THINGS TO DO —
1) Rewrite the paragraph of the tree-descendants question that begins "The tree root is known." as a short bulleted list that keeps its main facts.
2) According to the tree-descendants question, roughly how many nodes does the tree have in practice?
3) Carry on the tree-descendants question from its final sentence.

··· DOCUMENT SEGMENT ···

8

I'm looking for the most efficient algorithm to take a tree (stored as either a list of edges; OR as a list of mappings from parent node to a list of child nodes); and produce, for EVERY node, a list of all nodes descended from it (leaf level and non-leaf level).

The implementation must be via loops instead of recusion, due to scale; and should ideally be O(N).

This SO question covers a standard reasonably obvious solution for finding the answer for ONE node in a tree. But obviously, repeating that algorithm on every tree node is highly inefficient ( off the top of my head, O(NlogN) to O(N^2) ).

The tree root is known. The tree is of absolutely arbitrary shape (e.g. not N-nary, not balanced in any way, shape or form, not uniform depth) - some nodes have 1-2 children, some have 30K children.

On a practical level (though it shouldn't affect the algorithm) the tree has ~100K-200K nodes.

··· SOURCE MATERIAL ···

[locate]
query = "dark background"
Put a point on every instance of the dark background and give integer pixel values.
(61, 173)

···

THE REPLIES —
1)
- The root of the tree is known.
- The tree's shape is completely arbitrary: not N-ary, not balanced, not of uniform depth.
- The number of children per node varies widely, from 1–2 for some nodes to 30K for others.

2) About 100K to 200K nodes.

3)
5

If you actually want to PRODUCE every list as different copies, you cannot hope to achieve better than n^2 space in the worst case. If you just need ACCESS to each list:

I would perform an in-order traversal of the tree starting from the root:

http://en.wikipedia.org/wiki/Tree_traversal

Then for each node in the tree store the minimum in-order number and maximum in-order number in its subtree (this is easily maintained through recursion -- and you can simulate that with a stack if you wish).

Now you put all nodes in an array A of length n where the node with in-order number i is in position i. Then when you need to find the list for a node X, you look in A[X.min, X.max] -- note that this interval will include the node X, which can also easily be fixed.

All of this is accomplished in O(n) time and takes O(n) space.

I hope this helps.

2

The inefficient part is not traversing the tree, but building the lists of nodes. It would seem sensible to create the list like this:

descendants[node] = []
for child in node.childs:
    descendants[node].push(child)
    for d in descendants[child]:
        descendants[node].push(d)

Since each descendant node is copied into the list of each parent, we end up with O(n log n) complexity on average for balanced trees, and O(n²) worst case for degenerate trees that are really linked lists.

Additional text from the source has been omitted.